Finance
Chapter 15
Introduction to managerial accounting
Managerial accounting provides much of the information used for numerous decisions managers
have to make. Accounting information if often classified into two types:
1. Financial accounting
Information is reported at fixed intervals (monthly, quarterly, yearly) in general-purpose
financial statements. These financial statements – income statement, retained earnings
statement, balance sheet, and statement of cash flows- are prepared according to generally
accepted accounting principles (GAAP). These statements are used by external users such as
stakeholders, creditors, government agencies, general public.
2. Managerial accounting
Information is designed to meet the specific needs of a company’s management. General-
purpose financial statements. The information includes the following:
o Historical data, which provide objective measures of past operations
o Estimated data, which provide subjective estimates about future decisions
Management uses both types of information in directing daily operations, planning future
operations and developing business strategies.
In most companies, departments are assigned responsibilities for specific functions or activities. The
departments in a company can be viewed as having either of the following:
1. Line department
Is directly involved in providing goods or services to the customers of the company.
Senior vice president, plant manager, and managing director for example. Individuals in
these positions are responsible for manufacturing and selling products.

++++++

*SET EXERCISE 1:* According to the managerial accounting text, what standards are general-purpose financial statements prepared according to?
*SET EXERCISE 2:* In the rows, reproduce the lines from the one with "For every instance of the backpack, put" up to and including the one with "[(135, 155), (80, 136)]", switching "backpack" to "shoulder bag" and leaving everything else the same.
The accounting text and the rows below it are unrelated to each other.

++++++

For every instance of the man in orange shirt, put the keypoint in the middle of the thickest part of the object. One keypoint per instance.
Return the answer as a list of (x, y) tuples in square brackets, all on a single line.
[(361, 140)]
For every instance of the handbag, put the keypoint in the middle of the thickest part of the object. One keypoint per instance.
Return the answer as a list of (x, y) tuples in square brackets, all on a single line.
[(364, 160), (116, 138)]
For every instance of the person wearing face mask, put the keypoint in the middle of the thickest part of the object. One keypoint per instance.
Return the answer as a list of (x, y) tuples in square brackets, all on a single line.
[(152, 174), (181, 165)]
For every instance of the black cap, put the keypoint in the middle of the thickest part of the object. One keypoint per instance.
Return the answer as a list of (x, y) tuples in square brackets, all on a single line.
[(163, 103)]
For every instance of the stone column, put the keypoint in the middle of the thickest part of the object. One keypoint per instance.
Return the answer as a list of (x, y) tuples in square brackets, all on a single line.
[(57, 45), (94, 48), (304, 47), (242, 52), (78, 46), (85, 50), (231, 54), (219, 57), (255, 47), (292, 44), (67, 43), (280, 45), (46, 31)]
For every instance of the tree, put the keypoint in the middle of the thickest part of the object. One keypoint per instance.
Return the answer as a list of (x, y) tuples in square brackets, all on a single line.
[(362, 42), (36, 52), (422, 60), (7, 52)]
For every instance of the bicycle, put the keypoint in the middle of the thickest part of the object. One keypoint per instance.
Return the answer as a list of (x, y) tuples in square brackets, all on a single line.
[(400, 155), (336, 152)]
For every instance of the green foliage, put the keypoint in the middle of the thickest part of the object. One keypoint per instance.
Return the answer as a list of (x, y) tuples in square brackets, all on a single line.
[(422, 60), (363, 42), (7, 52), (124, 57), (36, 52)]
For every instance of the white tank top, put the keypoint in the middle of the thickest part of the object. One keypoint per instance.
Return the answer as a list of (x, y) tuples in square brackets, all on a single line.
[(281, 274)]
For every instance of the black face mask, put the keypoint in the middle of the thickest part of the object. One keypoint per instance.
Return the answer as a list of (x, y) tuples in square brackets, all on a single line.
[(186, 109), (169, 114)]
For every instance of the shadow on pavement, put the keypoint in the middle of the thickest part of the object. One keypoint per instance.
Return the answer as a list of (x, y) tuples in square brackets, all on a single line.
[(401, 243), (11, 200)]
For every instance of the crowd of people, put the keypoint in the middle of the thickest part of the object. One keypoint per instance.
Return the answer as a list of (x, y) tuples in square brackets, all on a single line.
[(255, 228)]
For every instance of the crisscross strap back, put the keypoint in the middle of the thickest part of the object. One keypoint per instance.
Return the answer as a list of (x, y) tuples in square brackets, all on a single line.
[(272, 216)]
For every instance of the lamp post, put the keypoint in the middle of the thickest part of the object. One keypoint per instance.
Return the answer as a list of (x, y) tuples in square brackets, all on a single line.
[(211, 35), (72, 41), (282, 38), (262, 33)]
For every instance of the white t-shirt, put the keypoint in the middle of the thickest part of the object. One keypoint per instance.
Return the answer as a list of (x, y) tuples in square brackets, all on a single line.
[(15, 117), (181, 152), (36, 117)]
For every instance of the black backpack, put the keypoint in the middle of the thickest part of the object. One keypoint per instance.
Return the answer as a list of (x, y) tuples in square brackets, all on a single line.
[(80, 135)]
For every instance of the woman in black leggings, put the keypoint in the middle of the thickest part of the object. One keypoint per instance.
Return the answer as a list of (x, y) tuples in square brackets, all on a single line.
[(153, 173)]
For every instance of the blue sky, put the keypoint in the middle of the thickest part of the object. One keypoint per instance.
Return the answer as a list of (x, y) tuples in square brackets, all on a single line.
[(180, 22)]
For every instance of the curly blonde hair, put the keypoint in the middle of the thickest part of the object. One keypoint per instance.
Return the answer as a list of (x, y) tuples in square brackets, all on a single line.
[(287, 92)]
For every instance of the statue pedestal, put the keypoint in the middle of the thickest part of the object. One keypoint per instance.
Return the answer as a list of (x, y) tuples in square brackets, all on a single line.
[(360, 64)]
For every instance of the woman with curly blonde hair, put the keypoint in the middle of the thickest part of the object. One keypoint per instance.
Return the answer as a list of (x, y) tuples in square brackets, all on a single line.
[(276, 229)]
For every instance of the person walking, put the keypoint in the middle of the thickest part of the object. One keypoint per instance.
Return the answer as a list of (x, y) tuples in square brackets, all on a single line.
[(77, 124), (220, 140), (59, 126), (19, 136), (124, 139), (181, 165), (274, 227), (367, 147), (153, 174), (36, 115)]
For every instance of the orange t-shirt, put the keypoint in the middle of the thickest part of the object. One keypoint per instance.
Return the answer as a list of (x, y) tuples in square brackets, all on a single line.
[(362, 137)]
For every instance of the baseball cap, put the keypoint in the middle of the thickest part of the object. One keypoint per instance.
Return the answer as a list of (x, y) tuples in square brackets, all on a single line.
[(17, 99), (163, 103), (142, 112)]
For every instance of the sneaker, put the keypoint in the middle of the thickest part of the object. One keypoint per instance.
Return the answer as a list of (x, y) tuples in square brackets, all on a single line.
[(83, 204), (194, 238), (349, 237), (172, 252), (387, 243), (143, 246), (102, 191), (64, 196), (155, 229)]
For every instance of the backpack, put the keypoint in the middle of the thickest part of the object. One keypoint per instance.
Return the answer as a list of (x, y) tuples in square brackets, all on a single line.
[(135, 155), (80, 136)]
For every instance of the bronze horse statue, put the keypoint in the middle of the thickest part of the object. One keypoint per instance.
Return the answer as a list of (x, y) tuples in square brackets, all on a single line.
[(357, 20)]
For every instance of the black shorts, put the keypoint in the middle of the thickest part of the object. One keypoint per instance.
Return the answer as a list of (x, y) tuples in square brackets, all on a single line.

++++++

*COMPLETE OUTPUT 1:* Generally accepted accounting principles (GAAP).

*COMPLETE OUTPUT 2:*
For every instance of the shoulder bag, put the keypoint in the middle of the thickest part of the object. One keypoint per instance.
Return the answer as a list of (x, y) tuples in square brackets, all on a single line.
[(135, 155), (80, 136)]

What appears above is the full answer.